Quote the pay for success article word for word, starting with "Growing the pay" and going on through "with substance abuse.".

____ Reading passage

Urban Institute
Research Analyst

Growing the pay for success field: Two more projects launch in the United States

October 5, 2016 - 2:28pm

Two new pay for success (PFS) projects launched in the past week, bringing the total number of projects in the United States to 12.

The Connecticut Family Stability Pay for Success Project was announced back in February 2016, but launched officially on September 28th. The project aims to promote health development in safe and stable homes for children whose parent(s) struggle with substance abuse: in 2013, more than 50 percent of the families working with the Connecticut Department of Children and Families (DCF) struggled with substance abuse.

The project scales Family-Based Recovery (FBR), an intervention that combines in-home attachment-based parent-child therapy with contingency management for substance abuse issues. The four-and-a-half year contract stipulates repayments to investors—which include BNP Paribas, QBE Insurance Group Limited, and Reinvestment Fund, among others prominent in the PFS space—based on four outcomes: avoided out-of-home child placements, avoided re-referrals to DCF, decrease in substance abuse, and FBR enrollment.

________
____ Dataset content

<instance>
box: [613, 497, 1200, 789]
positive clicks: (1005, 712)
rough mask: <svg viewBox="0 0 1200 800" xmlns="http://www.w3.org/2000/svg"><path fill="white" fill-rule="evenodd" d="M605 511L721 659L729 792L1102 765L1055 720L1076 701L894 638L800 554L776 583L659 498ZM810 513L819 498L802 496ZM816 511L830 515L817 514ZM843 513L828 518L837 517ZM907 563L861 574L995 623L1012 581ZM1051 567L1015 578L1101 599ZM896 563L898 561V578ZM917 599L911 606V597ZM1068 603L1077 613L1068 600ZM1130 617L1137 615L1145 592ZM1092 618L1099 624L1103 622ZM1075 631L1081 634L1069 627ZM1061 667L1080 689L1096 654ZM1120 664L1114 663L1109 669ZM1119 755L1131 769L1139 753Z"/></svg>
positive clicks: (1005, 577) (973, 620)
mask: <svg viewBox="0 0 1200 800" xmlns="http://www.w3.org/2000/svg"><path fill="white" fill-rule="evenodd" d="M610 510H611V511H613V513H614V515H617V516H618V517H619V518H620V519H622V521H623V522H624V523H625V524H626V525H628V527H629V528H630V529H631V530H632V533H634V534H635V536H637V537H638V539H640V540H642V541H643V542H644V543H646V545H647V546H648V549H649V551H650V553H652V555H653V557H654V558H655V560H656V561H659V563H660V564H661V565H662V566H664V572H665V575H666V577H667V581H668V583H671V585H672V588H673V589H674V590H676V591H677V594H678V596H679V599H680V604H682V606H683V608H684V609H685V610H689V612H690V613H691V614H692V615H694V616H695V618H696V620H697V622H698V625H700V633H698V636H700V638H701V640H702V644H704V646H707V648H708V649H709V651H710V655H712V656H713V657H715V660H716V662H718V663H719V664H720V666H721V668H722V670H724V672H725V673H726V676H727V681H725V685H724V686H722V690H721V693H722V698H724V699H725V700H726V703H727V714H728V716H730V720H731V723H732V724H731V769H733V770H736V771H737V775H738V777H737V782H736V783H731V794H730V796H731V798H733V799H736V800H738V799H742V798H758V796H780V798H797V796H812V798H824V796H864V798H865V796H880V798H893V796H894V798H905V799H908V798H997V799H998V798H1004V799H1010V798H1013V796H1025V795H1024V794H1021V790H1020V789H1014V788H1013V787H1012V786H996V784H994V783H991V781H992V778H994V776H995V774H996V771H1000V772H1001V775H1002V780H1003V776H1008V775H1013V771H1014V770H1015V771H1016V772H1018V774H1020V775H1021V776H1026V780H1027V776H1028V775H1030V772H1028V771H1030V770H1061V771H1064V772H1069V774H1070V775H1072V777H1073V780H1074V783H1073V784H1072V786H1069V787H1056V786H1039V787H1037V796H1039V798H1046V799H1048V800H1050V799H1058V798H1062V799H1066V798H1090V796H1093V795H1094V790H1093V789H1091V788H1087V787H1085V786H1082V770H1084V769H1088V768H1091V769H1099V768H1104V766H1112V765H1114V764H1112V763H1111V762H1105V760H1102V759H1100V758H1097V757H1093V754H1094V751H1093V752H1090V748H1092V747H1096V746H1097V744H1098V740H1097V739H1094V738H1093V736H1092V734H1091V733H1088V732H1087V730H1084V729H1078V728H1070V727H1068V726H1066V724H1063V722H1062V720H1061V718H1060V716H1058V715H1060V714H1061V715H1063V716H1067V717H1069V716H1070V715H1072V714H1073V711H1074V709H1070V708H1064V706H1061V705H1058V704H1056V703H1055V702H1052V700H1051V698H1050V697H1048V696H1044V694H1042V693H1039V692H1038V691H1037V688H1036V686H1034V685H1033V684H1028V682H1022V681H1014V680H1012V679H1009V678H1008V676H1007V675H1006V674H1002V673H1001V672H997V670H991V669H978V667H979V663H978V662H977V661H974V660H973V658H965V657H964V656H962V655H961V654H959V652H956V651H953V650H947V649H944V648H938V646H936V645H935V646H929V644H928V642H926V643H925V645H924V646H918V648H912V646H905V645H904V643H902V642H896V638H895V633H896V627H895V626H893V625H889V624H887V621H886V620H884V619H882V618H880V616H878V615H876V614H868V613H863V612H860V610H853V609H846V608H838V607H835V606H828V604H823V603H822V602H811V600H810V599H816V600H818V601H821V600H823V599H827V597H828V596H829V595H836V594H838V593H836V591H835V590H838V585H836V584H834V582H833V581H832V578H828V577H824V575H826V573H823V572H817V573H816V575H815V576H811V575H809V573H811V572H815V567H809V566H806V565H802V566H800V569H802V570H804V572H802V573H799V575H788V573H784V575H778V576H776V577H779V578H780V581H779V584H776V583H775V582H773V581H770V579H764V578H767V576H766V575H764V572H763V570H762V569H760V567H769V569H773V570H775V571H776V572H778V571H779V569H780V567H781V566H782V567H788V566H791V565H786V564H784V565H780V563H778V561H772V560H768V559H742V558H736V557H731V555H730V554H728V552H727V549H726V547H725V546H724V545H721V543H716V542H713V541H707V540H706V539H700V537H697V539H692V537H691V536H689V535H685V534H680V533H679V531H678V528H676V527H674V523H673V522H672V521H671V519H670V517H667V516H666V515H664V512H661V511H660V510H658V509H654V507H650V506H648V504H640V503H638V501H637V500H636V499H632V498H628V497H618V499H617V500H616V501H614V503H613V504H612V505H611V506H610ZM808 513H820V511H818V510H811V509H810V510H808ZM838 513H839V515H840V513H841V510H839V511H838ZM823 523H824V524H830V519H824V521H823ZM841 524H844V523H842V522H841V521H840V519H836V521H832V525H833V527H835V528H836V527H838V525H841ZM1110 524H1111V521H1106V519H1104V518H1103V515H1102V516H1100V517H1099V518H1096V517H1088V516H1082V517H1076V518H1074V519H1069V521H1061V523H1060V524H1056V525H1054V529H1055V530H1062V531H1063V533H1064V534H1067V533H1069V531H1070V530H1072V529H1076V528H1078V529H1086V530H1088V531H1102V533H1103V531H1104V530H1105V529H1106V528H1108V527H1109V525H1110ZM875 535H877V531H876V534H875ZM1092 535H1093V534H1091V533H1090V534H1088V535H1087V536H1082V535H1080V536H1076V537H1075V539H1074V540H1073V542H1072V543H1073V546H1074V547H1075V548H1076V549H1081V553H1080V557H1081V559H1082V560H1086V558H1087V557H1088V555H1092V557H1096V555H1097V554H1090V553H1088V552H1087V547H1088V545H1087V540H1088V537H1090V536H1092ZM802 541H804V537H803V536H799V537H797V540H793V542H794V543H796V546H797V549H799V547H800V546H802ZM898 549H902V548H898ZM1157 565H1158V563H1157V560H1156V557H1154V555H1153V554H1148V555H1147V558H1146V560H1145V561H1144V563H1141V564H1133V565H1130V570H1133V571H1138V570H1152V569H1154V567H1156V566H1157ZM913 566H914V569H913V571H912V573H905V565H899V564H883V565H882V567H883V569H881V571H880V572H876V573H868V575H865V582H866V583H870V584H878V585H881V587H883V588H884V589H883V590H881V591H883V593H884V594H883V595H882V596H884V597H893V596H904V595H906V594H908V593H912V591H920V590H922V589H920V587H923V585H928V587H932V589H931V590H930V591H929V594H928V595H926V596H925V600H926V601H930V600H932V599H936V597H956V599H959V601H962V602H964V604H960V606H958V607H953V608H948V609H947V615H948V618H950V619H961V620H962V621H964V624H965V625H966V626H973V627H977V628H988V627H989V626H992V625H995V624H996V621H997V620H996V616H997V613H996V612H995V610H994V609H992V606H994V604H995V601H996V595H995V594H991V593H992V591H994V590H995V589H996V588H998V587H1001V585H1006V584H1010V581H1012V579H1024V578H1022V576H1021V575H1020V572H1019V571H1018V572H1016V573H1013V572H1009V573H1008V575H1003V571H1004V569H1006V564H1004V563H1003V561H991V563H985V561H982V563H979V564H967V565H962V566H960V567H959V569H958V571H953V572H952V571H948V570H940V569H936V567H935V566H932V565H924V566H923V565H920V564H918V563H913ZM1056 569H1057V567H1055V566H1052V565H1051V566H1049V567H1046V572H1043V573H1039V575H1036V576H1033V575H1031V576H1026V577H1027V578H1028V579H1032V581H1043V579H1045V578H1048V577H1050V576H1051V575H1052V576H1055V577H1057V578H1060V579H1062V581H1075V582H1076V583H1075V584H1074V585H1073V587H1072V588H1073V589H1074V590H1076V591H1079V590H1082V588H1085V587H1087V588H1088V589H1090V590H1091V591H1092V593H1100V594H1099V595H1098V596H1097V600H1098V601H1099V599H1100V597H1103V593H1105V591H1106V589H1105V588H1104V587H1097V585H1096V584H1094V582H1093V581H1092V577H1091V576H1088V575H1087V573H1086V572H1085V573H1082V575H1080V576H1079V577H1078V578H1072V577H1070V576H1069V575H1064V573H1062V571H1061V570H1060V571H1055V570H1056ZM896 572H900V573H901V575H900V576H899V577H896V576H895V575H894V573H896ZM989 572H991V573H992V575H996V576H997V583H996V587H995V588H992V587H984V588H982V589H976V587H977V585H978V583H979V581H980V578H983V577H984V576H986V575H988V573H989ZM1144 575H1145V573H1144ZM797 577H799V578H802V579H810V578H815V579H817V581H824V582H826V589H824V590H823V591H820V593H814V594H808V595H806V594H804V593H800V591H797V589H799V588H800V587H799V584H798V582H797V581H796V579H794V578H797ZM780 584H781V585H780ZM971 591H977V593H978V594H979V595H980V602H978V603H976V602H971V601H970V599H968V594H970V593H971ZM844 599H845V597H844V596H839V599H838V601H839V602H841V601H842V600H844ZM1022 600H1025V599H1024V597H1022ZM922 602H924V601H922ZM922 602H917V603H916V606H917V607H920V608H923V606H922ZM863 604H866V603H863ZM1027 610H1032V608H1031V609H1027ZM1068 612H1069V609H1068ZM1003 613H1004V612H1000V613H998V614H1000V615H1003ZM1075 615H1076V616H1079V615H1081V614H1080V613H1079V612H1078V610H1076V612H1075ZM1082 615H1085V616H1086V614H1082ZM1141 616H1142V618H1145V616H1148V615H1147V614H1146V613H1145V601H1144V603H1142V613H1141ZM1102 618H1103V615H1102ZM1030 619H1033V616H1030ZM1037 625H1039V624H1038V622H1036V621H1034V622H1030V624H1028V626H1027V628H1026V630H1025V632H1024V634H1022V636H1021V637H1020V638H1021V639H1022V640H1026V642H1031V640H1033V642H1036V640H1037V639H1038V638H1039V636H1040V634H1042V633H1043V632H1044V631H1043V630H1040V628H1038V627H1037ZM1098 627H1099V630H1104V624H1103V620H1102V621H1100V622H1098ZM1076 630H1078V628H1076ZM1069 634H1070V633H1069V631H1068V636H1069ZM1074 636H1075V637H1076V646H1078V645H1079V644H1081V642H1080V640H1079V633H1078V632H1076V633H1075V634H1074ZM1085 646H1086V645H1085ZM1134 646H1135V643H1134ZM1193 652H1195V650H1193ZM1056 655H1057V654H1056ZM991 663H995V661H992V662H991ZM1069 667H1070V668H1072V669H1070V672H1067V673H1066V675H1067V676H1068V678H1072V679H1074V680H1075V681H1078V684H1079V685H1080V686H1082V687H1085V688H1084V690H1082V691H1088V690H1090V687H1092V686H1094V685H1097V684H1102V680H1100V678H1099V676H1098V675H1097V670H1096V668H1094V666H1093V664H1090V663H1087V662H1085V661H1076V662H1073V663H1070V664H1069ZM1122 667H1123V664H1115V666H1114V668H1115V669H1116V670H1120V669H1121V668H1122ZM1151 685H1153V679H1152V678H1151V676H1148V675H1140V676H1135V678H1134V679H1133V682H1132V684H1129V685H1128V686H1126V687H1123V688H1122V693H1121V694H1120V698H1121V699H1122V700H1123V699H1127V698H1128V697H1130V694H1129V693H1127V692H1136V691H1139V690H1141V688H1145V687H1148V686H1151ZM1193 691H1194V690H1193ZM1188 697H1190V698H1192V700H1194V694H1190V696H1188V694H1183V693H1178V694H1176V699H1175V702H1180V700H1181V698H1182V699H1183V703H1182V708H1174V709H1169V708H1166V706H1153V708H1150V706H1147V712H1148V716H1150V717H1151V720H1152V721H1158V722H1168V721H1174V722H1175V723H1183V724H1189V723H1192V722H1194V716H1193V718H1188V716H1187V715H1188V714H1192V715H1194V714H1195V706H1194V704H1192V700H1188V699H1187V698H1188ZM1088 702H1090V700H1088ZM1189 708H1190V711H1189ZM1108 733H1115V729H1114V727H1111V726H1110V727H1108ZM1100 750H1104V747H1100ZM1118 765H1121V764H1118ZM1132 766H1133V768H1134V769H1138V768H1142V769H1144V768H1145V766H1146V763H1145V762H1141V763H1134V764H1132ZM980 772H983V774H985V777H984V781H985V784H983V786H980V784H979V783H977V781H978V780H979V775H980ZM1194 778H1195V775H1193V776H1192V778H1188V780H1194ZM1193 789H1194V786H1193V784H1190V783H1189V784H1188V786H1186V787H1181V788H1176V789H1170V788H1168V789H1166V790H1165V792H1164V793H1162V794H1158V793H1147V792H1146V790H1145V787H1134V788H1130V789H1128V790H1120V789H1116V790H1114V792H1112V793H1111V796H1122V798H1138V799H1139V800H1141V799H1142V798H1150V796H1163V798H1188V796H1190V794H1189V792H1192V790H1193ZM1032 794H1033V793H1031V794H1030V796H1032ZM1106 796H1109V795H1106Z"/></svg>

________
____ Dataset content

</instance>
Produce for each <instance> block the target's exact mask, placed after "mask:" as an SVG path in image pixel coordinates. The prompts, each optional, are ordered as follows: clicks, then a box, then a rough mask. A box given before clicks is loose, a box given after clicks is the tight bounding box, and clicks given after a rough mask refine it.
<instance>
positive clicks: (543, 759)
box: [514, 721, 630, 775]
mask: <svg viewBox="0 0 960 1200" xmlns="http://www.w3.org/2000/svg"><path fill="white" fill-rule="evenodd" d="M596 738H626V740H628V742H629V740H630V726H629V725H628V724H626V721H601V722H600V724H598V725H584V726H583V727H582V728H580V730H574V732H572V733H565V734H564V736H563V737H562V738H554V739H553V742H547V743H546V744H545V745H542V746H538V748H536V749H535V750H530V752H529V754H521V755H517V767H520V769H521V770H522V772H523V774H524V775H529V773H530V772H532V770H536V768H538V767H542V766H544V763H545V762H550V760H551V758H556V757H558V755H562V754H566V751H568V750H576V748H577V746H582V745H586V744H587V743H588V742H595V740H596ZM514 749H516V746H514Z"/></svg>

________
____ Dataset content

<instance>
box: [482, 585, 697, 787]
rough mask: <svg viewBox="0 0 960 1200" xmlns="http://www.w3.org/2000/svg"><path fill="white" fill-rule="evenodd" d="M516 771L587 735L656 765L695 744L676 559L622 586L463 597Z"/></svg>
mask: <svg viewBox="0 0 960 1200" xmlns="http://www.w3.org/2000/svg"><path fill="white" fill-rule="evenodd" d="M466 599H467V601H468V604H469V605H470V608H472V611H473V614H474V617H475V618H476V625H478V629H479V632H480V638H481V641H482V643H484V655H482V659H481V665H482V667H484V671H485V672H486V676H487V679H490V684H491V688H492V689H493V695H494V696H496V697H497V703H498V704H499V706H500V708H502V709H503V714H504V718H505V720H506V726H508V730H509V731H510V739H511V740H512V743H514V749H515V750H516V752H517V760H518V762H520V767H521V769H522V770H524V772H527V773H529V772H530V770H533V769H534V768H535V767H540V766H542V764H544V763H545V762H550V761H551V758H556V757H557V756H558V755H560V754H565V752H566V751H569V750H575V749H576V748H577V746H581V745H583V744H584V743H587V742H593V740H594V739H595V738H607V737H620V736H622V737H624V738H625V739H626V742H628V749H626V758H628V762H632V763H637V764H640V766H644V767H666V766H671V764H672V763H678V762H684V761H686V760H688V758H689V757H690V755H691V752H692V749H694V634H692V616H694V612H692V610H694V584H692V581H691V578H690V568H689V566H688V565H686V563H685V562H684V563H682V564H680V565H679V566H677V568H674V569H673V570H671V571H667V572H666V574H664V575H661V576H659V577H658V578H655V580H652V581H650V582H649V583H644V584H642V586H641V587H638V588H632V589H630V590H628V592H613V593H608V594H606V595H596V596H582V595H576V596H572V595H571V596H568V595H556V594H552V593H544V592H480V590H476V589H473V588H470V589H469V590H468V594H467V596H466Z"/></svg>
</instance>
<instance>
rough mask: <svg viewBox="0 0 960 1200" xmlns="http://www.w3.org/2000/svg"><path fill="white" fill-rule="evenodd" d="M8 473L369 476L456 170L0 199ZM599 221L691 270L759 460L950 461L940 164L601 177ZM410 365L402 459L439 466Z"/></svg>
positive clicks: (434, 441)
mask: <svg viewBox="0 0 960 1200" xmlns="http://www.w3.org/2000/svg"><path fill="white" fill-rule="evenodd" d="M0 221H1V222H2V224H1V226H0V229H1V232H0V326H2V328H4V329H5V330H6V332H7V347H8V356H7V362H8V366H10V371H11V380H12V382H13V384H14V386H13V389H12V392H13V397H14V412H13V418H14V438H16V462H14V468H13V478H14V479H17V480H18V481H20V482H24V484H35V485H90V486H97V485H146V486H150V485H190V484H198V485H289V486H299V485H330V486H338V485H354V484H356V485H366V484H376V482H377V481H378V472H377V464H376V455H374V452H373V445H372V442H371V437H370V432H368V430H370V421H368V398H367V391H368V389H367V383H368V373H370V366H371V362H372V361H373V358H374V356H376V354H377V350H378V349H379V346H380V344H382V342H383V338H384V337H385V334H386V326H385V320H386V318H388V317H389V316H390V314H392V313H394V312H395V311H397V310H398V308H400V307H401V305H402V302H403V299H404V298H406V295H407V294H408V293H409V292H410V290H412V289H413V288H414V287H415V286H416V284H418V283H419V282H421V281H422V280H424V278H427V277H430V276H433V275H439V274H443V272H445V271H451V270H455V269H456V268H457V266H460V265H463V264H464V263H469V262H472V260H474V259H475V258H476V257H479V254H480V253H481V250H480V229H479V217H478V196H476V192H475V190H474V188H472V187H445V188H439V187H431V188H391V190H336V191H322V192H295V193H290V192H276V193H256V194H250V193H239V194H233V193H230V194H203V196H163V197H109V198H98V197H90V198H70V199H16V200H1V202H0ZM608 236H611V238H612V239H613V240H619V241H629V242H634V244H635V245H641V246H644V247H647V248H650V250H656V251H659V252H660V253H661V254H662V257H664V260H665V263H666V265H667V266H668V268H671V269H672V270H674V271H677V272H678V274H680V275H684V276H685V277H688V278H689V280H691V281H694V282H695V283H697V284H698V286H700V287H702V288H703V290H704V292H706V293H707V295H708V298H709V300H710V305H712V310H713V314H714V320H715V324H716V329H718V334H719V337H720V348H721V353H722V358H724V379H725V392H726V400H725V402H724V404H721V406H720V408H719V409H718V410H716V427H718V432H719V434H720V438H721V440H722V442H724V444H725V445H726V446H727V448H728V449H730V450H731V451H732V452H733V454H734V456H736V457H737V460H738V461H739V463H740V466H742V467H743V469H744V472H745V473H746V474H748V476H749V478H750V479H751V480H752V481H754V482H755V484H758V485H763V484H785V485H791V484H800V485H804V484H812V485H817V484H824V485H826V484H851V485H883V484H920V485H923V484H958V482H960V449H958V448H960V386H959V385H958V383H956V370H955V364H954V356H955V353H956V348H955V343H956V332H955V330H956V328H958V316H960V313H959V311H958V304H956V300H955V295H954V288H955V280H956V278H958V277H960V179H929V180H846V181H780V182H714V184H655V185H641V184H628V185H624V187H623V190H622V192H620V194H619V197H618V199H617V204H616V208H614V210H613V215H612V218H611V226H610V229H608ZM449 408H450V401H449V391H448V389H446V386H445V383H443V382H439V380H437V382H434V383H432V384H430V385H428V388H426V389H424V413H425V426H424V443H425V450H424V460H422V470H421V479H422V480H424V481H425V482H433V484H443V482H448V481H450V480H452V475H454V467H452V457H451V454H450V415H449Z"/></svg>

________

▸ **Exercise answer**:
Growing the pay for success field: Two more projects launch in the United States

October 5, 2016 - 2:28pm

Two new pay for success (PFS) projects launched in the past week, bringing the total number of projects in the United States to 12.

The Connecticut Family Stability Pay for Success Project was announced back in February 2016, but launched officially on September 28th. The project aims to promote health development in safe and stable homes for children whose parent(s) struggle with substance abuse: in 2013, more than 50 percent of the families working with the Connecticut Department of Children and Families (DCF) struggled with substance abuse.